# goats milk ice cream to keep on hand



## todog (Dec 10, 2011)

just wondering if anyone makes ice cream to keep on hand in the freezer? my husband buys ice cream in gallon tubs. i have trouble eating its, because it from cows milk(and whatever else they decide to put in it) :/. if i were to make goats milk ice cream how long would it keep in the freezer? i usually make it when the grandkids come (we have 24) and there isnt any left. thanks
Darlene


----------



## texgran (Mar 29, 2009)

I feel like it starts to loose freshness after a few days.
I just keep a custard made up in the fridge
THIS IS EASY TO HALVE I half it keep it in the fridge for up to 5 days before freezing in my little cuisinart soft serve 

FROZEN CUSTARD
2 qts goat milk
2 C sugar
6 eggs
1/4 C AP flour(optional, different texture)
pinch salt
2 T vanilla
mix all but vanilla
strain into heavy bottom pan
cook till back of spoon coats
cool slightly
add vanilla
strain into refrigerator container
refrigerate overnight, 8 hrs or untill 40 degrees
churn according to your ic maker
EGGNOG:
same thing omit the flour 
chill grate fresh nutmeg on ea serving
YUM!!


----------



## todog (Dec 10, 2011)

wow thanks, i think that will work. i can make it during the week and put it in the ice cream freezer on the weekend. yummy


----------



## Ziggy (Nov 13, 2009)

What is AP Flour?

— Items —

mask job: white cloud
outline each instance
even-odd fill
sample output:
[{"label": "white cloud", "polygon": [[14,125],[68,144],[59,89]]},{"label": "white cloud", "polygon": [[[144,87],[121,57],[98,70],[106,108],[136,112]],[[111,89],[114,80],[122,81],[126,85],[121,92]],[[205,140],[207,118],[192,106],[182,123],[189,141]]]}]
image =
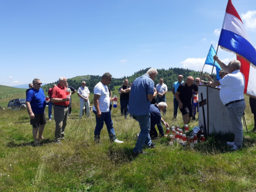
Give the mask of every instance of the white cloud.
[{"label": "white cloud", "polygon": [[[226,58],[224,59],[221,59],[221,61],[227,65],[231,60],[236,59],[236,56],[234,56],[232,58]],[[182,64],[182,68],[185,69],[189,69],[196,71],[201,71],[203,69],[204,62],[206,57],[204,58],[188,58],[186,60],[181,61],[181,64]],[[204,67],[204,72],[208,72],[211,73],[212,66],[208,65],[206,65]],[[213,73],[216,73],[216,71],[214,69]]]},{"label": "white cloud", "polygon": [[220,36],[221,34],[221,28],[215,29],[214,34],[216,36]]},{"label": "white cloud", "polygon": [[256,32],[256,11],[248,11],[241,14],[242,20],[248,30]]},{"label": "white cloud", "polygon": [[23,82],[19,81],[12,81],[11,82],[11,83],[22,83]]},{"label": "white cloud", "polygon": [[128,60],[127,60],[127,59],[121,59],[120,61],[120,63],[125,63],[125,62],[127,62],[127,61],[128,61]]}]

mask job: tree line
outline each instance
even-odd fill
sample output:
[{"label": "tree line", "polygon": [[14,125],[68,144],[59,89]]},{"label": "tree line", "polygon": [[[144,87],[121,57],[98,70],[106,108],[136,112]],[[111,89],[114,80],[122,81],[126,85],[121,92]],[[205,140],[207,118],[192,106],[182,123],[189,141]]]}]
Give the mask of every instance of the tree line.
[{"label": "tree line", "polygon": [[[111,83],[109,85],[109,87],[112,91],[114,91],[114,86],[121,86],[122,82],[125,79],[127,79],[129,82],[133,82],[135,79],[143,74],[146,73],[147,70],[151,68],[147,68],[145,69],[142,69],[139,71],[135,72],[134,74],[131,76],[125,76],[117,78],[112,78]],[[170,68],[168,70],[164,69],[157,69],[158,74],[157,78],[155,80],[155,84],[157,84],[159,82],[159,78],[163,78],[164,79],[164,83],[166,84],[168,88],[168,91],[172,90],[173,83],[174,82],[178,80],[177,77],[179,75],[182,75],[183,76],[183,79],[185,80],[188,76],[192,76],[194,78],[199,77],[200,71],[195,71],[188,69],[179,68]],[[208,74],[205,73],[205,74]],[[216,75],[213,74],[214,79],[216,79]],[[86,78],[83,76],[79,76],[68,79],[69,86],[73,87],[76,90],[81,87],[81,83],[82,81],[84,81],[86,82],[86,87],[88,88],[91,93],[93,93],[93,89],[98,82],[101,80],[101,76],[99,75],[90,75],[90,78],[86,76]],[[79,79],[80,78],[80,80]],[[79,80],[78,80],[79,79]],[[204,79],[205,80],[207,79]],[[54,82],[51,83],[49,83],[42,86],[41,88],[44,89],[45,92],[48,91],[48,90],[51,88],[53,84],[57,84],[58,81]]]}]

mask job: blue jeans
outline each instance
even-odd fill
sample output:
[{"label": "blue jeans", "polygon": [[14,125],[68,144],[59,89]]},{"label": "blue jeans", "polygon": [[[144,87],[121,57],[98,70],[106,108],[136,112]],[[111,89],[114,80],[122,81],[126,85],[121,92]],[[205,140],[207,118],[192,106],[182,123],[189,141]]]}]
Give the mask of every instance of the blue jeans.
[{"label": "blue jeans", "polygon": [[174,98],[174,117],[176,118],[178,113],[178,108],[179,107],[179,102],[176,98]]},{"label": "blue jeans", "polygon": [[128,115],[128,103],[129,102],[129,100],[122,100],[122,102],[123,103],[123,113],[124,114],[124,117],[127,117]]},{"label": "blue jeans", "polygon": [[110,136],[110,141],[114,142],[116,139],[115,130],[113,126],[113,121],[111,119],[111,112],[101,112],[101,116],[99,118],[97,117],[97,112],[93,110],[93,113],[95,114],[96,125],[94,130],[94,140],[97,141],[100,140],[100,131],[103,128],[104,122],[106,126],[108,132]]},{"label": "blue jeans", "polygon": [[53,103],[51,102],[49,102],[48,103],[48,118],[49,119],[51,119],[52,118],[52,111],[53,105]]},{"label": "blue jeans", "polygon": [[[158,104],[160,102],[166,102],[166,98],[165,97],[165,95],[164,95],[162,97],[160,97],[158,96],[158,95],[157,95],[157,104]],[[163,111],[163,114],[166,114],[166,109],[165,109]]]},{"label": "blue jeans", "polygon": [[150,146],[151,144],[150,132],[150,115],[135,115],[133,118],[137,120],[140,124],[140,132],[137,140],[136,144],[133,149],[134,153],[142,153],[144,145]]},{"label": "blue jeans", "polygon": [[240,148],[243,145],[243,124],[242,116],[245,110],[244,100],[229,104],[227,106],[227,114],[230,122],[231,130],[234,133],[234,144]]}]

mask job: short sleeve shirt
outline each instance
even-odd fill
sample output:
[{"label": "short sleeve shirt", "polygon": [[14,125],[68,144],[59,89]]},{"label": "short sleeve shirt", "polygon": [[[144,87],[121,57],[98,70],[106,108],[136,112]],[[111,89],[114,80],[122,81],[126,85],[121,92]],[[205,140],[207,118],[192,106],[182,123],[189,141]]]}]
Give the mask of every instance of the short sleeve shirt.
[{"label": "short sleeve shirt", "polygon": [[135,115],[150,115],[151,101],[147,95],[154,94],[154,81],[147,74],[133,82],[129,99],[129,113]]},{"label": "short sleeve shirt", "polygon": [[156,89],[158,93],[161,94],[167,91],[167,86],[164,83],[163,83],[163,84],[161,84],[160,83],[157,84],[156,86]]},{"label": "short sleeve shirt", "polygon": [[[93,89],[93,93],[95,95],[99,95],[99,107],[100,112],[102,113],[108,112],[110,106],[110,93],[109,89],[106,86],[102,84],[101,82],[99,82]],[[96,111],[95,106],[93,105],[93,110]]]},{"label": "short sleeve shirt", "polygon": [[30,105],[33,113],[41,114],[45,113],[46,105],[46,99],[45,92],[41,88],[39,90],[33,88],[30,89],[27,93],[26,100],[30,101]]},{"label": "short sleeve shirt", "polygon": [[190,87],[187,86],[185,82],[179,86],[177,91],[180,93],[179,96],[181,102],[183,104],[191,104],[193,92],[198,91],[198,87],[195,82]]},{"label": "short sleeve shirt", "polygon": [[[52,98],[57,98],[59,99],[66,98],[66,91],[67,88],[66,87],[61,87],[59,84],[58,84],[57,86],[55,86],[53,88],[52,88]],[[69,101],[62,101],[53,103],[54,103],[54,104],[57,105],[68,106],[69,104]]]},{"label": "short sleeve shirt", "polygon": [[[182,81],[182,82],[181,82],[180,83],[179,82],[179,81],[176,81],[174,82],[174,86],[173,86],[173,87],[174,88],[175,93],[176,93],[177,90],[178,88],[179,87],[179,85],[181,84],[181,83],[182,83],[183,82],[184,82],[183,81]],[[175,95],[174,95],[174,98],[175,98]]]},{"label": "short sleeve shirt", "polygon": [[240,70],[226,75],[219,80],[221,84],[220,98],[224,105],[230,101],[244,99],[245,79]]},{"label": "short sleeve shirt", "polygon": [[[88,94],[90,93],[90,91],[88,87],[84,87],[84,89],[83,89],[82,87],[81,86],[78,88],[78,91],[77,92],[77,93],[79,93],[83,97],[88,98]],[[80,97],[79,98],[80,101],[82,101],[84,100],[82,98],[81,98]]]}]

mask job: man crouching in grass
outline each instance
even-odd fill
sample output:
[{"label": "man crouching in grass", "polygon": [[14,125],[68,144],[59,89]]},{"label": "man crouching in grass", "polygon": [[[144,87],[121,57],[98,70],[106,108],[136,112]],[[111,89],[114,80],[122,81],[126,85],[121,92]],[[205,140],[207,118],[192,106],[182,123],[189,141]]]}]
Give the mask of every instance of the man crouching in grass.
[{"label": "man crouching in grass", "polygon": [[[26,105],[29,117],[30,124],[32,125],[34,144],[38,145],[38,141],[44,139],[42,132],[47,122],[45,113],[46,99],[44,90],[41,89],[42,83],[38,79],[34,79],[32,88],[27,93]],[[37,138],[39,127],[38,138]]]}]

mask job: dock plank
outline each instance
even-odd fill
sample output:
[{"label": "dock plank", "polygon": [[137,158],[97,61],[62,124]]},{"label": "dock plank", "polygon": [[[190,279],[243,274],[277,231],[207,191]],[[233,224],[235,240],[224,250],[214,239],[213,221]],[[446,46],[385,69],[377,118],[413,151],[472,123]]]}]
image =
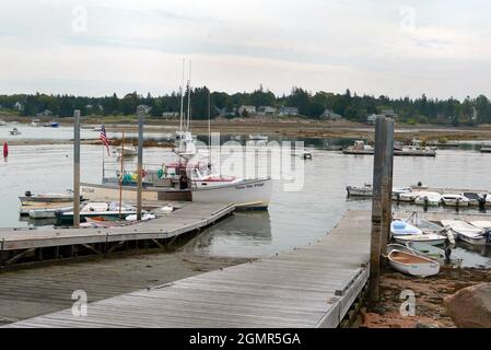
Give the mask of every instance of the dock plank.
[{"label": "dock plank", "polygon": [[89,303],[85,317],[63,310],[8,327],[337,327],[369,255],[370,212],[348,211],[293,252]]}]

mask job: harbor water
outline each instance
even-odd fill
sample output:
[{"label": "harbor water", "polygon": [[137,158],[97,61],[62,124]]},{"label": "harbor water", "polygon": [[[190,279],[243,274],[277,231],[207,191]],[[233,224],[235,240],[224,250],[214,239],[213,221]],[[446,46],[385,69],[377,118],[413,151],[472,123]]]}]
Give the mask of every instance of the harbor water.
[{"label": "harbor water", "polygon": [[[92,131],[91,131],[92,132]],[[306,142],[308,144],[308,142]],[[373,156],[343,155],[326,151],[328,141],[312,140],[318,149],[313,160],[302,161],[302,190],[285,191],[284,180],[273,180],[268,211],[236,212],[217,225],[190,238],[180,249],[213,256],[264,257],[315,242],[331,230],[348,209],[371,209],[371,200],[347,198],[348,185],[372,180]],[[72,155],[70,144],[12,145],[10,155],[0,162],[0,225],[20,228],[34,225],[19,217],[19,196],[59,192],[72,187]],[[83,182],[100,183],[105,149],[82,145],[81,176]],[[258,155],[259,156],[259,155]],[[292,155],[293,156],[293,155]],[[436,158],[395,158],[394,185],[408,186],[422,182],[431,187],[491,189],[491,154],[475,150],[439,150]],[[160,164],[174,156],[163,149],[144,150],[144,163]],[[117,168],[115,155],[105,155],[106,172]],[[127,164],[127,170],[131,164]],[[106,174],[115,175],[115,174]],[[404,205],[406,210],[421,207]],[[452,209],[431,209],[452,210]],[[467,209],[471,213],[476,209]],[[43,230],[39,226],[38,230]],[[491,266],[491,252],[456,249],[465,266]]]}]

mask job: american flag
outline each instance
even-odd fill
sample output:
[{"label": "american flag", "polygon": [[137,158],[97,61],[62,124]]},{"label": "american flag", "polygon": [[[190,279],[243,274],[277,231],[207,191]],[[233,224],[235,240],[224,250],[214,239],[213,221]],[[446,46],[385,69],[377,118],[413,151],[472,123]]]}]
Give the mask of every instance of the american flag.
[{"label": "american flag", "polygon": [[109,153],[109,139],[107,139],[106,128],[104,127],[104,124],[101,127],[101,141],[103,141],[104,145],[107,149],[107,155],[110,155],[110,153]]}]

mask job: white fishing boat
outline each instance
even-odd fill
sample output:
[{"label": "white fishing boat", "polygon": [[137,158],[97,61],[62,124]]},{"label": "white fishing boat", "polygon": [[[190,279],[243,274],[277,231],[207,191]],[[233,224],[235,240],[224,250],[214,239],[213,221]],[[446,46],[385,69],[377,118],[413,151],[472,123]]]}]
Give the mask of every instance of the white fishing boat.
[{"label": "white fishing boat", "polygon": [[[121,205],[121,210],[119,210],[118,202],[89,202],[82,207],[80,210],[80,219],[84,220],[85,218],[122,218],[130,214],[136,214],[137,208],[131,205]],[[73,220],[73,210],[61,212],[57,214],[61,221],[71,221]]]},{"label": "white fishing boat", "polygon": [[423,192],[422,195],[419,195],[414,198],[414,205],[420,206],[440,206],[440,202],[442,201],[442,195],[439,192]]},{"label": "white fishing boat", "polygon": [[442,195],[442,202],[449,207],[468,207],[469,199],[463,195],[445,194]]},{"label": "white fishing boat", "polygon": [[404,253],[408,253],[408,254],[416,254],[416,252],[413,252],[411,248],[409,248],[408,246],[406,246],[404,244],[399,244],[399,243],[387,244],[387,254],[389,254],[393,250],[399,250],[399,252],[404,252]]},{"label": "white fishing boat", "polygon": [[372,184],[364,184],[362,187],[347,186],[348,197],[372,197]]},{"label": "white fishing boat", "polygon": [[491,221],[486,220],[477,220],[469,222],[472,226],[476,226],[480,230],[491,230]]},{"label": "white fishing boat", "polygon": [[120,147],[116,149],[116,153],[118,153],[118,156],[137,156],[138,149],[136,147]]},{"label": "white fishing boat", "polygon": [[490,244],[490,235],[486,230],[479,229],[461,220],[442,220],[442,225],[448,226],[457,240],[471,245]]},{"label": "white fishing boat", "polygon": [[447,240],[446,236],[435,233],[423,233],[423,234],[408,234],[393,236],[394,241],[400,244],[406,244],[409,242],[425,243],[429,245],[444,245]]},{"label": "white fishing boat", "polygon": [[406,275],[428,277],[440,272],[439,262],[416,254],[394,249],[387,258],[393,269]]},{"label": "white fishing boat", "polygon": [[395,220],[390,223],[390,234],[393,237],[422,235],[423,232],[417,226],[401,220]]},{"label": "white fishing boat", "polygon": [[31,209],[28,215],[32,219],[54,219],[69,211],[73,211],[73,203]]},{"label": "white fishing boat", "polygon": [[[72,202],[73,194],[40,194],[33,195],[30,190],[25,191],[24,196],[20,196],[21,205],[27,206],[28,203],[58,203],[58,202]],[[82,196],[80,197],[83,200]]]},{"label": "white fishing boat", "polygon": [[421,191],[407,191],[399,195],[399,201],[405,202],[413,202],[419,196],[421,196]]},{"label": "white fishing boat", "polygon": [[469,200],[469,206],[478,207],[486,203],[486,198],[478,192],[463,192],[461,196]]}]

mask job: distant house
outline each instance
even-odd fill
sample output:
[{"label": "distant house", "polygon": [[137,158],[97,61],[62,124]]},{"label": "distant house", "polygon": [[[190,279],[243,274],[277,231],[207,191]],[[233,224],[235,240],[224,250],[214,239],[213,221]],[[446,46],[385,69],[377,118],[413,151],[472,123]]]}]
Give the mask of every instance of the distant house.
[{"label": "distant house", "polygon": [[217,112],[219,117],[235,117],[235,108],[229,109],[227,107],[214,107],[214,110]]},{"label": "distant house", "polygon": [[280,108],[281,117],[290,117],[290,116],[297,116],[297,115],[299,115],[299,108],[296,108],[296,107],[281,107]]},{"label": "distant house", "polygon": [[174,119],[179,117],[178,112],[162,112],[162,117],[165,119]]},{"label": "distant house", "polygon": [[241,107],[237,108],[237,113],[241,116],[244,116],[244,114],[247,115],[256,114],[256,106],[242,105]]},{"label": "distant house", "polygon": [[319,118],[326,120],[340,120],[342,119],[342,116],[340,114],[334,113],[331,109],[325,109]]},{"label": "distant house", "polygon": [[52,117],[52,112],[45,109],[42,113],[36,114],[36,117]]},{"label": "distant house", "polygon": [[381,115],[393,118],[394,120],[397,119],[397,113],[395,113],[394,109],[382,109]]},{"label": "distant house", "polygon": [[375,124],[375,120],[377,119],[378,115],[376,114],[371,114],[370,116],[366,117],[366,122],[367,124]]},{"label": "distant house", "polygon": [[277,108],[271,106],[260,106],[257,108],[257,114],[260,116],[274,116],[277,114]]},{"label": "distant house", "polygon": [[24,105],[20,102],[15,102],[15,104],[13,105],[14,109],[17,110],[23,110],[24,109]]}]

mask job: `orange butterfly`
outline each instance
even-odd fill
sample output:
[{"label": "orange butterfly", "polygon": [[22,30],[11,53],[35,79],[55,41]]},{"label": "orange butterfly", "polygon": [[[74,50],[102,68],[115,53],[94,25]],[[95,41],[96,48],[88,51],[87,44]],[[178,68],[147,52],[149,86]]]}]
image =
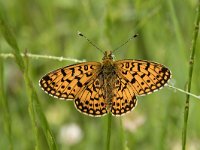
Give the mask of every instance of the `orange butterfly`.
[{"label": "orange butterfly", "polygon": [[90,116],[111,112],[121,116],[133,110],[136,96],[150,94],[167,84],[171,72],[164,65],[145,60],[114,61],[105,51],[102,62],[84,62],[46,74],[39,81],[49,95],[74,100]]}]

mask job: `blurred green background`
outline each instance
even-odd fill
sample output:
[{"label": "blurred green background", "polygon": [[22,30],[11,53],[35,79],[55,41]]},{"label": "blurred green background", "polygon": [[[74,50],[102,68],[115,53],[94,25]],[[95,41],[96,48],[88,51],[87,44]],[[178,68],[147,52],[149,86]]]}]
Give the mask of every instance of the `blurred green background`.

— Jobs —
1 - Answer these about the goat milk ice cream thread:
(a) How many grandkids does todog say they have?
(b) For up to how many days does texgran keep the custard in the fridge before freezing it?
(c) What ingredient does texgran say to omit for the eggnog version?
2 - Please write out the goat milk ice cream thread word for word, the stretch from "I just keep" through "flour(optional, different texture)".

— Written responses —
1 -
(a) 24
(b) Up to 5 days
(c) The flour

2 -
I just keep a custard made up in the fridge
THIS IS EASY TO HALVE I half it keep it in the fridge for up to 5 days before freezing in my little cuisinart soft serve 

FROZEN CUSTARD
2 qts goat milk
2 C sugar
6 eggs
1/4 C AP flour(optional, different texture)